Selected text -
Time complexity: O(n log n) for full sort (or O(n) with QuickSelect for Q1/Q3)

Sturges' Rule

Formula:

n_bins = ceil(log2(n)) + 1

Characteristics:

  • Fast: O(1) computation
  • Simple: Only depends on sample size
  • Best for: Normal distributions, quick exploration
  • Warning: Underestimates bins for non-normal data

Example: 1000 samples → 11 bins, 1M samples → 21 bins

Scott's Rule

Formula:

bin_width = 3.5 * σ * n^(-1/3)
n_bins = ceil((max - min) / bin_width)

where σ is standard deviation.

Characteristics:

  • Statistically optimal: Minimizes integrated mean squared error (IMSE)
  • Sensitive to outliers: Uses standard deviation
  • Best for: Normal or near-normal distributions

Time complexity: O(n) for mean and stddev

Square Root Rule

Formula:

n_bins = ceil(sqrt(n))

Characteristics:

  • Very fast: O(1) computation
  • Simple heuristic: No statistical basis
  • Best for: Quick exploration, initial EDA

Example: 100 samples → 10 bins, 10K samples → 100 bins

Bayesian Blocks (Placeholder)

Status: Future implementation (O(n²) dynamic programming)

Characteristics:

  • Adaptive: Finds optimal change points
  • Non-uniform: Bins can have different widths
  • Best for: Time series, event data with varying density

Currently falls back to Freedman-Diaconis.

Comparison Table

MethodComplexityOutlier ResistantBest For
Freedman-DiaconisO(n log n)✅ Yes (uses IQR)Skewed data, outliers
SturgesO(1)❌ NoNormal distributions
ScottO(n)❌ No (uses σ)Near-normal data
Square RootO(1)❌ NoQuick exploration
Bayesian BlocksO(n²)✅ YesTime series, events

Implementation

use aprender::stats::{BinMethod, DescriptiveStats};
use trueno::Vector;

let data = Vector::from_slice(&[/* your data */]);
let stats = DescriptiveStats::new(&data);

// Use Freedman-Diaconis for outlier-resistant binning
let hist = stats.histogram_method(BinMethod::FreedmanDiaconis).unwrap();

println!("Bins: {} bins created", hist.bins.len());
for (i, (&lower, &count)) in hist.bins.iter().zip(hist.counts.iter()).enumerate() {
    let upper = if i < hist.bins.len() - 1 { hist.bins[i + 1] } else { data.max().unwrap() };
    println!("[{:.1} - {:.1}): {} samples", lower, upper, count);
}

Density vs Count

Histograms can show counts or probability density:

Counts: Number of samples in each bin (default)

Short problem 1 -
Answer these from the histogram binning text:
(a) How many bins does Sturges' Rule give for 1000 samples?
(b) Which method does Bayesian Blocks currently fall back to?
(c) What does Scott's Rule minimize?
The histogram binning text and the records that follow it come from unrelated sources.

The records -
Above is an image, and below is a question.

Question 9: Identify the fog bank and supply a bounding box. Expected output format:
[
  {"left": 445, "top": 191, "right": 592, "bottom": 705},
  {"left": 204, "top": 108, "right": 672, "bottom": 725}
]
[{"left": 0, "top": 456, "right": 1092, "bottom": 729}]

Short problem 2 -
Rewrite all of the records with "fog bank" swapped for "sand dune", leaving everything else unchanged.

Task answer 1 -
(a) 11 bins
(b) Freedman-Diaconis
(c) Integrated mean squared error (IMSE)

Task answer 2 -
Above is an image, and below is a question.

Question 9: Identify the sand dune and supply a bounding box. Expected output format:
[
  {"left": 445, "top": 191, "right": 592, "bottom": 705},
  {"left": 204, "top": 108, "right": 672, "bottom": 725}
]
[{"left": 0, "top": 456, "right": 1092, "bottom": 729}]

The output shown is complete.